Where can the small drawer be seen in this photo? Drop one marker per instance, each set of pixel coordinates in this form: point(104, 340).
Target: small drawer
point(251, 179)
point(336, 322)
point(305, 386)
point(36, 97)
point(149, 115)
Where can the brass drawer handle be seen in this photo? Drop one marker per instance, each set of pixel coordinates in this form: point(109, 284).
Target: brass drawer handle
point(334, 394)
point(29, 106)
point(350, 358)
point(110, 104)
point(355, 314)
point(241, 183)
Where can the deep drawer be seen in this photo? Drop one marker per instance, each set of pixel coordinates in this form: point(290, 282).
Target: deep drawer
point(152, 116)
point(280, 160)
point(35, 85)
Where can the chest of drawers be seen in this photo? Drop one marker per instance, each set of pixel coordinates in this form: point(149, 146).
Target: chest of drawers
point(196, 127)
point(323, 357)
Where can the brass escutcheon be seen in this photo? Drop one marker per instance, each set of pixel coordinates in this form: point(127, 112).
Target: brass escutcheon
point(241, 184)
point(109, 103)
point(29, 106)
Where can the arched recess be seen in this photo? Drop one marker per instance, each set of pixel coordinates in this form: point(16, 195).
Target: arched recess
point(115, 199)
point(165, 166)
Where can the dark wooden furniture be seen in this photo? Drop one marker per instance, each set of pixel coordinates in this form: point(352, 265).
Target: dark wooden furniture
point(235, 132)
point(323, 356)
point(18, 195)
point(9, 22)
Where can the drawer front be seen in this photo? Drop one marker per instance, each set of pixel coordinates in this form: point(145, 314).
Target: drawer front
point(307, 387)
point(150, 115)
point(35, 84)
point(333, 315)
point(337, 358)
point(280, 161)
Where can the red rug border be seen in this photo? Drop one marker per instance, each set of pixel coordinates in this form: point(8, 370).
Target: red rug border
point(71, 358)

# WRITTEN TASK
Convert the data from the line containing "Where can the drawer" through the line containing "point(280, 161)", both included, into a numbered list, leaving out any blank lines.

# RESULT BELOW
1. Where can the drawer front be seen in this photo? Drop one marker per instance, each set of pixel coordinates in this form: point(145, 314).
2. Target: drawer front
3. point(307, 387)
4. point(150, 115)
5. point(35, 84)
6. point(333, 315)
7. point(337, 358)
8. point(280, 161)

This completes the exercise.